#### Work to complete
Print only the line with "Greenhouse-scouting request: tag the curtain rod" and the lines after it, ending with the last line of the material, each exactly as it stands.

#### Record set
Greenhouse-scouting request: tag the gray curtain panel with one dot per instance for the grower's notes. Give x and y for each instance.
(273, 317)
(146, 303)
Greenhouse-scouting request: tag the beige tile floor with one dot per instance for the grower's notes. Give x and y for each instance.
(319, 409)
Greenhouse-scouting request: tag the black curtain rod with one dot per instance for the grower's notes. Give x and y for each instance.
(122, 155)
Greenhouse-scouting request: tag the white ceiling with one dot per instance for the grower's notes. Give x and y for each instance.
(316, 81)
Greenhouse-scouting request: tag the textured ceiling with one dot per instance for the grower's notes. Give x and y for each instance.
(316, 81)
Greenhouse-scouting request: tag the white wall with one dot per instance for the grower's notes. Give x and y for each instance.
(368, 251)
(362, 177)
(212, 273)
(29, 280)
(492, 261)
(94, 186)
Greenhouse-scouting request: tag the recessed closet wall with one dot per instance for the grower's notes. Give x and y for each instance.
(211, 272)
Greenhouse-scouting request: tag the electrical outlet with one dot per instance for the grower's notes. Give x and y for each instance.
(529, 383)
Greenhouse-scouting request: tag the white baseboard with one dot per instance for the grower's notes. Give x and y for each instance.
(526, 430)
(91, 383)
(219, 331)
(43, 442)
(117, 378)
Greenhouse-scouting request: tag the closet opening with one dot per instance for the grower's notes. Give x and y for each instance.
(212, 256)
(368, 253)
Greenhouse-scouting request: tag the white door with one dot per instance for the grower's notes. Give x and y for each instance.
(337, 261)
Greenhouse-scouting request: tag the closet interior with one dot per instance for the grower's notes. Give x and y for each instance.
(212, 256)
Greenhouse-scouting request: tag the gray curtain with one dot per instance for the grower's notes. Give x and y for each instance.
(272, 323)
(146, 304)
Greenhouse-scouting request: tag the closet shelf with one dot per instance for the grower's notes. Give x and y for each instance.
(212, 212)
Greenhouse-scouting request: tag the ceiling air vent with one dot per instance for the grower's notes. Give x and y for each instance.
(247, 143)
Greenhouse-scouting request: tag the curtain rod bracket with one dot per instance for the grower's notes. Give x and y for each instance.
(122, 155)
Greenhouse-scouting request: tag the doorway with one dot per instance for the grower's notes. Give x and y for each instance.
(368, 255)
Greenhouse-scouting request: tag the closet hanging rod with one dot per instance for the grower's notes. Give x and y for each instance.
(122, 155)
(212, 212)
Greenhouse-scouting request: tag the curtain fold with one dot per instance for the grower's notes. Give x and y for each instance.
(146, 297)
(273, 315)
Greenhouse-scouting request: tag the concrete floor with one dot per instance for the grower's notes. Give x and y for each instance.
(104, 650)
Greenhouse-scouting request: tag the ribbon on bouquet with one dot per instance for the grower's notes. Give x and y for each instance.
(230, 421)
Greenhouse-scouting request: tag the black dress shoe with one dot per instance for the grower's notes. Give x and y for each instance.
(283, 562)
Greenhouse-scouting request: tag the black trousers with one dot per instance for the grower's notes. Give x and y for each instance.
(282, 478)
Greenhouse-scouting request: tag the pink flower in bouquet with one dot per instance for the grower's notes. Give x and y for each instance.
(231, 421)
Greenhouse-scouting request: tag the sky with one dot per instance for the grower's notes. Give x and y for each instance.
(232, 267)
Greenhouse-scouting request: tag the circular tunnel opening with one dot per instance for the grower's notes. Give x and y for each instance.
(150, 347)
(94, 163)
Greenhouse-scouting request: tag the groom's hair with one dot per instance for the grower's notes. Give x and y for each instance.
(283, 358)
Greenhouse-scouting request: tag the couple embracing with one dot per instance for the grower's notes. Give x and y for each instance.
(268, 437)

#### Result of the task
Greenhouse-scouting request: tag the curtain rod bracket with one dot per instance for the grower's notes. Give x and y for each instance.
(122, 155)
Greenhouse-scouting request: tag the doorway with one dot per instance for the grower's notes. Give x and y for each instance.
(368, 255)
Greenhouse-scouting request: tag the closet hanging rod with one dot per instance for the grower's notes. Give x and y for each instance.
(122, 155)
(212, 212)
Greenhouse-scouting request: tag the curtain fold with one dot per instance for the grower's notes. Give x and y for each instance.
(146, 297)
(273, 315)
Greenhouse-scouting request: tag the concrete floor with one dot per instance for the grower's notes. Give x and y for each instance.
(104, 650)
Greenhouse-scouting request: tag the ribbon on bouquet with one dot per instance for the grower's notes. Give x and y for each instance.
(230, 421)
Greenhouse-scouting request: tag the black dress shoe with one dot per instance for the grower's notes. Give x and y for each instance.
(283, 562)
Greenhouse-scouting request: tag the black trousers with one dot per instance for the grower's notes. Give x and y for each instance.
(282, 478)
Greenhouse-scouting request: tag the pink flower in bouquet with one dot per instance for the grower's notes. Give x and y for each instance.
(231, 421)
Greenhouse-scouting request: tag the sky with one dot per instance for the grower's notes. Give x and y for each instance.
(232, 267)
Greenhouse-scouting request: tag the circular tunnel opening with one dot per instance for the grower's notes. Give x and y for each instance.
(150, 347)
(94, 163)
Greenhouse-scouting request: tag the groom's hair with one dot per instance for the grower's notes. Give x and y for each instance.
(283, 358)
Greenhouse-scouting request: tag the couple embracing with one dot per instance for the grower's notes. Give x and y for each instance.
(268, 437)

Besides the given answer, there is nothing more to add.